Your task:
Return all of the entries exactly, with nothing added or left out.

Record excerpts:
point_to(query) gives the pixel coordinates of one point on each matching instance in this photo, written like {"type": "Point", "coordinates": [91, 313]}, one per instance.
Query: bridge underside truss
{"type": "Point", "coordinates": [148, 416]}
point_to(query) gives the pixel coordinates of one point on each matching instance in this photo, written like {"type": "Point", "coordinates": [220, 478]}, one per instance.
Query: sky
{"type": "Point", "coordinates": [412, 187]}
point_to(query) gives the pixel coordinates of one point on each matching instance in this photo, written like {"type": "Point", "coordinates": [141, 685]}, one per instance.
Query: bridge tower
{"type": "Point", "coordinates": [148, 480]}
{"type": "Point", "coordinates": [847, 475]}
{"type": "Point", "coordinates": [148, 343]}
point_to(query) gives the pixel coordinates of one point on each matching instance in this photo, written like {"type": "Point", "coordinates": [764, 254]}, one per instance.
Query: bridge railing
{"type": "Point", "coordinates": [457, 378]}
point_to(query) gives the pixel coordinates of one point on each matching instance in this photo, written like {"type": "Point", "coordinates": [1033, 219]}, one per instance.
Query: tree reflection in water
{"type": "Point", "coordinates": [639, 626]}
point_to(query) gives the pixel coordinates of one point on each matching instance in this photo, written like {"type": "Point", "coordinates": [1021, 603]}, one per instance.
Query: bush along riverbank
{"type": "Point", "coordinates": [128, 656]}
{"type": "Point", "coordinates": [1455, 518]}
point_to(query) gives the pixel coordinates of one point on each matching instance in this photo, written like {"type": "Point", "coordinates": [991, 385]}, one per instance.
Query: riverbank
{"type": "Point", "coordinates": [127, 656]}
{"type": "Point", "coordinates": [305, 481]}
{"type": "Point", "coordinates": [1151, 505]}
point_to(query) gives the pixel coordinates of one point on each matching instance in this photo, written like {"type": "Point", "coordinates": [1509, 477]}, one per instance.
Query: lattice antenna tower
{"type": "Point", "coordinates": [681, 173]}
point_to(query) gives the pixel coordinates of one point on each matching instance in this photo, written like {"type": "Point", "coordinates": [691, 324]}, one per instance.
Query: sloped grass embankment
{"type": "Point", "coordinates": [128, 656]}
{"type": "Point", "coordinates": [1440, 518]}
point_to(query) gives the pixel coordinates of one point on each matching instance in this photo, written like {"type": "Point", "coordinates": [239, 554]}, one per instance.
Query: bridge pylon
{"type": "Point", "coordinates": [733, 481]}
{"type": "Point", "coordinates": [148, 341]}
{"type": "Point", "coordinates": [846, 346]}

Answer to this problem:
point_to(query) gives the pixel coordinates of one point on each matching instance in this photo, written like {"type": "Point", "coordinates": [91, 313]}, one per instance.
Query: bridge underside truss
{"type": "Point", "coordinates": [148, 416]}
point_to(query) gives the pixel coordinates of one point on each matching instance in this photo, written like {"type": "Point", "coordinates": [220, 478]}, one per instance.
Query: sky
{"type": "Point", "coordinates": [412, 187]}
point_to(query) gives the pixel coordinates of one point on each matching instance in this photo, written like {"type": "Point", "coordinates": [141, 685]}, one per instance.
Query: bridge tower
{"type": "Point", "coordinates": [148, 480]}
{"type": "Point", "coordinates": [847, 475]}
{"type": "Point", "coordinates": [148, 343]}
point_to(query) gives the pixel coordinates of one point on each matching instance in this photo, written like {"type": "Point", "coordinates": [764, 254]}, one per instance.
Query: bridge railing
{"type": "Point", "coordinates": [457, 378]}
point_to(query) gives the pixel coordinates of one point on each matching instance in this photo, written like {"type": "Point", "coordinates": [1033, 219]}, one per instance.
Query: tree reflection in water
{"type": "Point", "coordinates": [639, 626]}
point_to(query) gives the pixel coordinates of one point on each matching instance in this photo, written like {"type": "Point", "coordinates": [1021, 603]}, one per instance.
Query: bush along riverbank
{"type": "Point", "coordinates": [128, 656]}
{"type": "Point", "coordinates": [1455, 518]}
point_to(query) gives the pixel coordinates of one point on each matching instance in this photo, written like {"type": "Point", "coordinates": [991, 385]}, one per instance.
Query: riverbank
{"type": "Point", "coordinates": [127, 656]}
{"type": "Point", "coordinates": [305, 481]}
{"type": "Point", "coordinates": [1151, 505]}
point_to(query) gives the pixel coordinates of one point on each matching instance in this photo, written like {"type": "Point", "coordinates": [1509, 477]}, one per instance.
Query: lattice antenna tower
{"type": "Point", "coordinates": [681, 173]}
point_to(query) gives the pixel coordinates of one point on each matching instance in this photo, written like {"type": "Point", "coordinates": [691, 324]}, one per instance.
Query: sloped grass embankment
{"type": "Point", "coordinates": [128, 656]}
{"type": "Point", "coordinates": [1440, 518]}
point_to(query) gives the pixel coordinates of one point on each matching instance in this photo, written like {"type": "Point", "coordinates": [239, 554]}, one per instance.
Query: bridge pylon
{"type": "Point", "coordinates": [733, 481]}
{"type": "Point", "coordinates": [148, 341]}
{"type": "Point", "coordinates": [846, 346]}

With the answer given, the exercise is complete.